● **Task goal**
Quote every entry word for word.

___ Record excerpts

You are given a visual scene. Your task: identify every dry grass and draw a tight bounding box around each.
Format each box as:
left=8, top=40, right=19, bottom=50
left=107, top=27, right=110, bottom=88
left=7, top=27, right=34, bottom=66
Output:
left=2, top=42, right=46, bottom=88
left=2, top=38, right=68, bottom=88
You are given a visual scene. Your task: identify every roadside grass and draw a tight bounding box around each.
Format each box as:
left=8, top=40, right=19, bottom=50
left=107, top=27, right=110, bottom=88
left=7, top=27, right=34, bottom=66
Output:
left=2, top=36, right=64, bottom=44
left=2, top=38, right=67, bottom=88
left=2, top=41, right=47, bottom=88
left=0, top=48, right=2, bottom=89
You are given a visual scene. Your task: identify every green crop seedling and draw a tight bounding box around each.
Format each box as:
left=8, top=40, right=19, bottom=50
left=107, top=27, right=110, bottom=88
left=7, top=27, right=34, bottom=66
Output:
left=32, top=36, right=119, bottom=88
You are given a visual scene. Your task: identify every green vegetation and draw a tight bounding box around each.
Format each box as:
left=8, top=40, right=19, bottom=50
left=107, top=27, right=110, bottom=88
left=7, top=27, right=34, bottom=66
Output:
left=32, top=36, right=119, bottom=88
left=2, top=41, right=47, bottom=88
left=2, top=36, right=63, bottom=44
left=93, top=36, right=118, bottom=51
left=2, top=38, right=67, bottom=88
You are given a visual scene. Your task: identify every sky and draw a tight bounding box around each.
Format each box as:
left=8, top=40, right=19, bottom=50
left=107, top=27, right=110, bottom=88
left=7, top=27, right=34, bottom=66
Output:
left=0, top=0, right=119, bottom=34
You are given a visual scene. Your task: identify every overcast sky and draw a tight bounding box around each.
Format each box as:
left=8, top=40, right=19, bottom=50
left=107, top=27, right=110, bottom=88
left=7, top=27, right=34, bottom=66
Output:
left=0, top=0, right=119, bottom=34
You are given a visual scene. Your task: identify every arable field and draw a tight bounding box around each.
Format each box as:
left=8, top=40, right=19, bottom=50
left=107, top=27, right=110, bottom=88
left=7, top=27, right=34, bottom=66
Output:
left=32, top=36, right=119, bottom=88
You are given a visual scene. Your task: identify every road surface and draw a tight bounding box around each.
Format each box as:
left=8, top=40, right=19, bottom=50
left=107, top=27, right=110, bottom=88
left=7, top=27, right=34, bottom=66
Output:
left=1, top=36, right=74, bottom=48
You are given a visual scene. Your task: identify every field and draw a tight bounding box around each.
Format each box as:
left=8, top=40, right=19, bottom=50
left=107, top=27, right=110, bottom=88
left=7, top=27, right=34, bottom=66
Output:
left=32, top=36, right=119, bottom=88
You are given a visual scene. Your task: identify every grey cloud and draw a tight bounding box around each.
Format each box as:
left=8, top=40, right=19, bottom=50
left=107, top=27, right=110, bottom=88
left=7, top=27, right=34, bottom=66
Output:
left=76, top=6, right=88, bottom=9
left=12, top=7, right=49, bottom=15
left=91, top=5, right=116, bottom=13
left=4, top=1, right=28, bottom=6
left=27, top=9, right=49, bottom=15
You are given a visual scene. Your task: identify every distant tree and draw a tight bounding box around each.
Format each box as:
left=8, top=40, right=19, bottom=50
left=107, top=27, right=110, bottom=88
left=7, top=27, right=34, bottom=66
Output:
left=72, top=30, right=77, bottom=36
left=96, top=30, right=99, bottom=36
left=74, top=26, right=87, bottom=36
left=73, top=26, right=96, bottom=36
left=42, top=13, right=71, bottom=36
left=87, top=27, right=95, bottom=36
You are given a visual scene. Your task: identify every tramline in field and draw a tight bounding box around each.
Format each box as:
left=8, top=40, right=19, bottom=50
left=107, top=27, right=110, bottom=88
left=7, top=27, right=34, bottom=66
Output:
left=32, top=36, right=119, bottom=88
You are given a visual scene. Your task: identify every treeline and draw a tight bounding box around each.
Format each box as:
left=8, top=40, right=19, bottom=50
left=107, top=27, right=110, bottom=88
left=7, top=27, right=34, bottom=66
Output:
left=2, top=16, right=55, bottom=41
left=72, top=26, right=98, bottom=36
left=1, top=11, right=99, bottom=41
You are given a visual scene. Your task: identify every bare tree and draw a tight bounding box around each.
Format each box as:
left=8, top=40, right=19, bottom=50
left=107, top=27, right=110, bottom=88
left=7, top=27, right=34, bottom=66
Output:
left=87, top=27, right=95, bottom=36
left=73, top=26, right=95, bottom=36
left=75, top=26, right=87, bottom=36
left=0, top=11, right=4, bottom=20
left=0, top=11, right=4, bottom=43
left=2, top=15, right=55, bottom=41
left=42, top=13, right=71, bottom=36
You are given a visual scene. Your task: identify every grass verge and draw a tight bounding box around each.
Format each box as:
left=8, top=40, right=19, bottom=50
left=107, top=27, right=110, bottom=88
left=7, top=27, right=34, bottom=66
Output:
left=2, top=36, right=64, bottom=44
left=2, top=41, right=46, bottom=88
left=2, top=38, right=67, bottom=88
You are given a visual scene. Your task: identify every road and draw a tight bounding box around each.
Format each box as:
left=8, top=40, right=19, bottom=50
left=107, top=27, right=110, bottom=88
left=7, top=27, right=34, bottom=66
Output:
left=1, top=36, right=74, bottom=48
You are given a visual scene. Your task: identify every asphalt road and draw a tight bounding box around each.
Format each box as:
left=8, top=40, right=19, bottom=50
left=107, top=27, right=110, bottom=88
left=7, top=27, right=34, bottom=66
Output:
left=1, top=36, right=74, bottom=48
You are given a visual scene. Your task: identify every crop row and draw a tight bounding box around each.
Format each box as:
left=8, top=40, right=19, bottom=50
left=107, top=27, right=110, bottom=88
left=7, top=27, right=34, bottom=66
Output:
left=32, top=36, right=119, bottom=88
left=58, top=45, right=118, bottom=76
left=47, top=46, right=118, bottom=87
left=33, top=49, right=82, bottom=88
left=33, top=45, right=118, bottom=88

______

● **Answer area**
You are given a visual scene. Your task: identify every dry grass and draw a tight bounding box around each.
Format each box as:
left=8, top=40, right=19, bottom=50
left=107, top=27, right=110, bottom=88
left=7, top=27, right=34, bottom=66
Output:
left=2, top=42, right=46, bottom=88
left=2, top=38, right=68, bottom=88
You are given a visual scene. Your task: identify every roadside grass and draw a tight bounding box around each.
Format each box as:
left=8, top=40, right=19, bottom=50
left=107, top=27, right=110, bottom=88
left=7, top=27, right=34, bottom=66
Output:
left=2, top=36, right=64, bottom=44
left=2, top=38, right=67, bottom=88
left=2, top=41, right=47, bottom=88
left=0, top=48, right=2, bottom=89
You are given a visual scene. Your task: identify every green crop seedling and draw a tight bounding box around each.
Format each box as:
left=8, top=40, right=19, bottom=50
left=107, top=27, right=110, bottom=88
left=7, top=27, right=34, bottom=66
Output:
left=32, top=36, right=119, bottom=88
You are given a visual scene. Your task: identify every green vegetation and draw a tight bounding box around each.
Format each box as:
left=8, top=40, right=19, bottom=50
left=107, top=27, right=110, bottom=88
left=7, top=27, right=34, bottom=66
Output:
left=32, top=36, right=119, bottom=88
left=2, top=41, right=47, bottom=88
left=2, top=36, right=63, bottom=44
left=93, top=36, right=118, bottom=51
left=2, top=38, right=67, bottom=88
You are given a visual scene. Your task: identify every sky and draw a tight bounding box around each.
Format each box as:
left=8, top=40, right=19, bottom=50
left=107, top=27, right=110, bottom=88
left=7, top=27, right=34, bottom=66
Output:
left=0, top=0, right=119, bottom=34
You are given a visual scene. Your task: identify every overcast sky and draw a tight bounding box around each.
Format each box as:
left=8, top=40, right=19, bottom=50
left=107, top=27, right=110, bottom=88
left=7, top=27, right=34, bottom=66
Output:
left=0, top=0, right=119, bottom=34
You are given a visual scene. Your task: identify every arable field and draw a tight bounding box around each.
Format each box as:
left=8, top=40, right=19, bottom=50
left=107, top=27, right=110, bottom=88
left=7, top=27, right=34, bottom=66
Output:
left=32, top=36, right=119, bottom=88
You are given a visual scene. Your task: identify every road surface and draw a tight bounding box around each.
Format each box as:
left=8, top=40, right=19, bottom=50
left=107, top=27, right=110, bottom=88
left=7, top=27, right=34, bottom=66
Output:
left=1, top=36, right=74, bottom=48
You are given a visual scene. Your task: identify every field and draw a tight bounding box around each.
Format each box as:
left=8, top=40, right=19, bottom=50
left=107, top=27, right=110, bottom=88
left=7, top=27, right=34, bottom=66
Output:
left=32, top=36, right=119, bottom=88
You are given a visual scene. Your task: identify every grey cloud and draw a tight bounding box around each.
Format each box as:
left=8, top=40, right=19, bottom=50
left=107, top=27, right=110, bottom=88
left=7, top=27, right=34, bottom=66
Output:
left=76, top=6, right=88, bottom=9
left=12, top=7, right=49, bottom=15
left=91, top=5, right=116, bottom=13
left=4, top=1, right=28, bottom=6
left=27, top=9, right=49, bottom=15
You are given a visual scene. Your task: identify every distant tree and draw a tight bounding box around each.
Format each box as:
left=8, top=40, right=19, bottom=50
left=107, top=27, right=110, bottom=88
left=7, top=27, right=34, bottom=66
Output:
left=72, top=30, right=77, bottom=36
left=96, top=30, right=99, bottom=36
left=74, top=26, right=87, bottom=36
left=73, top=26, right=96, bottom=36
left=42, top=13, right=71, bottom=36
left=87, top=27, right=95, bottom=36
You are given a visual scene. Your task: identify every tramline in field and draw a tight bounding box around each.
Format each box as:
left=8, top=40, right=19, bottom=50
left=107, top=27, right=110, bottom=88
left=7, top=27, right=34, bottom=66
Output:
left=32, top=36, right=119, bottom=88
You are given a visual scene. Your task: identify every treeline and draw a tight bounding box around each.
Format each box as:
left=8, top=40, right=19, bottom=50
left=107, top=27, right=110, bottom=88
left=7, top=27, right=34, bottom=66
Output:
left=2, top=16, right=55, bottom=41
left=72, top=26, right=98, bottom=36
left=1, top=11, right=99, bottom=41
You are given a visual scene. Your task: identify every bare tree and draw a tight bounding box around each.
Format each box as:
left=8, top=40, right=19, bottom=50
left=107, top=27, right=110, bottom=88
left=7, top=27, right=34, bottom=66
Output:
left=87, top=27, right=95, bottom=36
left=73, top=26, right=95, bottom=36
left=75, top=26, right=87, bottom=36
left=0, top=11, right=4, bottom=20
left=0, top=11, right=4, bottom=43
left=2, top=15, right=55, bottom=41
left=42, top=13, right=71, bottom=36
You are given a visual scene. Your task: identify every grass verge and draw a tight bounding box around each.
Format each box as:
left=8, top=40, right=19, bottom=50
left=107, top=27, right=110, bottom=88
left=7, top=27, right=34, bottom=66
Output:
left=2, top=36, right=64, bottom=44
left=2, top=41, right=46, bottom=88
left=2, top=38, right=67, bottom=88
You are given a visual scene. Your task: identify every road and draw a tight bounding box around each.
Format each box as:
left=8, top=40, right=19, bottom=50
left=107, top=27, right=110, bottom=88
left=7, top=27, right=34, bottom=66
Output:
left=1, top=36, right=74, bottom=48
You are given a visual scene. Your task: identify every asphalt road and draw a tight bounding box around each.
Format each box as:
left=8, top=40, right=19, bottom=50
left=107, top=27, right=110, bottom=88
left=7, top=27, right=34, bottom=66
Output:
left=1, top=36, right=74, bottom=48
You are given a visual scene. Your task: identify every crop row and draw a tight bounding box around each.
Format each box as:
left=8, top=40, right=19, bottom=50
left=107, top=27, right=110, bottom=88
left=7, top=27, right=34, bottom=66
Output:
left=32, top=36, right=119, bottom=88
left=58, top=45, right=118, bottom=76
left=47, top=46, right=118, bottom=87
left=33, top=49, right=82, bottom=88
left=33, top=45, right=118, bottom=88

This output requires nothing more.